» **TO DO**:
- a) Recast the listing as a numbered list, running from the line containing "Would you point out the snow on" through the last line of the listing, both ends included, and omit any blank lines.
- b) Continue the account of the Baby Clipper NC 16933 crash from where it stops.

The Seaplane Baby Clipper NC 16933 Crash took place in Rio de Janeiro on August 13, 1939. The aircraft, owned by Pan Am, was flying Miami-Rio, with stops in the cities of Antilla, Port-au-Prince, San Pedro de Macorís, San Juan, Port of Spain, Georgetown, Paramaribo, Cayenne, Belém, São Luís, Fortaleza, Natal, João Pessoa, Recife, Maceió, Aracaju, Salvador, Caravelas and Vitória. This would be the first accident of a Pan Am aircraft in Brazil.

Aircraft

The Sikorsky S-43 was a Flying Boat seaplane. Pan Am would order 10 units, which would be used on routes connecting the United States to the Caribbean and Latin America. The aircraft involved in the accident was manufactured at the Sikorsky Aircraft Industrial Plant in Bridgeport, CT. It was assigned the serial number "4324". Construction would be finished on December 20th, 1936. After being flight-tested and approved, it would receive tail number NC 16933 from the Civil Aeronautics Authority. These aircraft would be christened "Baby Clipper" by Pan Am. The "Baby Clippers" began service at Pan Am on September 10th, 1937 and would be retired in 1945.

» **RECORD LIST**:
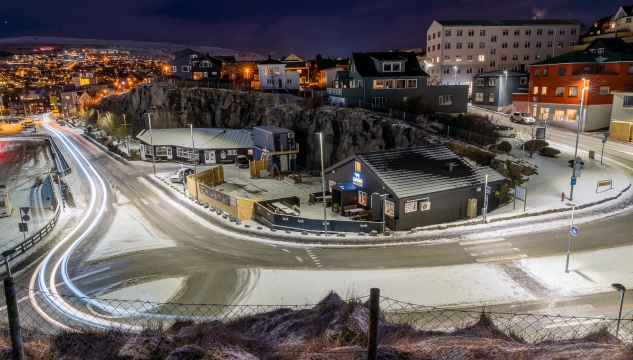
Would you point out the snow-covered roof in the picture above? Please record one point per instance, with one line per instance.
(203, 138)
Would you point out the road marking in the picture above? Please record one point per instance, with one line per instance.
(499, 258)
(483, 241)
(497, 251)
(473, 248)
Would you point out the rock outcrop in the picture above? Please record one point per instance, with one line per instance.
(346, 131)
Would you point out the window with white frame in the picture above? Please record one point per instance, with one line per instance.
(446, 100)
(362, 198)
(389, 208)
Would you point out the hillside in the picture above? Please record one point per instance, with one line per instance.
(159, 50)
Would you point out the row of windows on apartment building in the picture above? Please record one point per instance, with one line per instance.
(572, 91)
(443, 100)
(504, 45)
(505, 32)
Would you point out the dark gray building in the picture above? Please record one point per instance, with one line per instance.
(383, 78)
(493, 90)
(421, 185)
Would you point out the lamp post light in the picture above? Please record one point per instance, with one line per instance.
(580, 118)
(622, 289)
(323, 181)
(573, 206)
(193, 155)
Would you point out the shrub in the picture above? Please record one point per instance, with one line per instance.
(504, 146)
(549, 151)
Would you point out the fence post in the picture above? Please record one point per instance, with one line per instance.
(372, 336)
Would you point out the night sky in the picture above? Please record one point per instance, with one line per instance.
(278, 27)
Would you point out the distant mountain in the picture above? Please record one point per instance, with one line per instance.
(140, 48)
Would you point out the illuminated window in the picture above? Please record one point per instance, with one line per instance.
(389, 208)
(362, 198)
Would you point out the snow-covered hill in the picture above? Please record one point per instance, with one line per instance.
(150, 49)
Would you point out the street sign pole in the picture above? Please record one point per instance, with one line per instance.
(569, 243)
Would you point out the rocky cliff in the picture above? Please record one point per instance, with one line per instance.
(346, 131)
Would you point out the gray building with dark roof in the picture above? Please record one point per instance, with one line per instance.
(421, 185)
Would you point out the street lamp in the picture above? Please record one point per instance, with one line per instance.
(193, 155)
(570, 230)
(323, 181)
(621, 288)
(151, 139)
(579, 118)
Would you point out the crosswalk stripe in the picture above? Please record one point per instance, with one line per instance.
(499, 258)
(498, 251)
(482, 241)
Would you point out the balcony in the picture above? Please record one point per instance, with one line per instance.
(335, 91)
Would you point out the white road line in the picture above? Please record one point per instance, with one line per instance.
(499, 258)
(489, 246)
(483, 241)
(497, 251)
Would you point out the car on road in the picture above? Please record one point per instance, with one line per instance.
(505, 131)
(523, 118)
(176, 177)
(27, 130)
(241, 161)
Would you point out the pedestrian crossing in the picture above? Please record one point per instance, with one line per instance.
(490, 250)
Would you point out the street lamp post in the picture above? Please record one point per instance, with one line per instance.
(580, 117)
(570, 234)
(193, 155)
(622, 289)
(323, 181)
(151, 140)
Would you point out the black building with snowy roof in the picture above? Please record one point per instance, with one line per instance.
(421, 186)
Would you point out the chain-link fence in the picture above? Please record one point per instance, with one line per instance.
(57, 325)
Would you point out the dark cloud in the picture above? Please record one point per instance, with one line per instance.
(275, 26)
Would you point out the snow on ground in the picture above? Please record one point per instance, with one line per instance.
(160, 291)
(122, 238)
(451, 285)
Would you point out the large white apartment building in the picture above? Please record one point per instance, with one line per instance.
(457, 50)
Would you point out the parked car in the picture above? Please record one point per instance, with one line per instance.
(176, 177)
(523, 118)
(241, 161)
(505, 131)
(28, 130)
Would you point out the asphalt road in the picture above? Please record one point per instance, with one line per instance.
(211, 261)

» **WRITTEN ANSWERS**:
- a)
1. Would you point out the snow on ground in the picture above? Please record one point per instance, with one line per instance.
2. (160, 291)
3. (122, 238)
4. (451, 285)
5. Would you point out the large white apartment building in the picture above? Please record one point per instance, with one line per instance.
6. (457, 50)
7. Would you point out the parked car in the picture above? Please record one point per instance, with one line per instance.
8. (176, 177)
9. (523, 118)
10. (241, 161)
11. (505, 131)
12. (28, 130)
13. Would you point out the asphalt road in the picture above? Please record one point per instance, with one line per instance.
14. (211, 261)

- b)
Flight history

The aircraft involved was a three-year-old Sikorsky S-43B airliner registered NC16933.  It had first flown in 1936, and had accumulated a total of 3,650 flight hours during its career.

The aircraft took off from Miami on a scheduled international passenger flight to Rio de Janeiro, with many stopovers across the Caribbean and South America.  As it neared its destination, the aircraft circled Rio in preparation for a normal approach.  As it was circling, however, the left engine lost power, putting the aircraft into a descending left yaw turn.  As the yaw grew sharper, the pitch angle also steepened until the aircraft struck a caisson and crashed into Guanabara Bay, about one kilometer from Rio's Santos Dumont Airport.  Of the twelve passengers and four crew members, only two passengers survived.

References

External links
 Accident Report of the Air Safety Board of the Civil Aeronautics Authority, January 9, 1940 (PDF)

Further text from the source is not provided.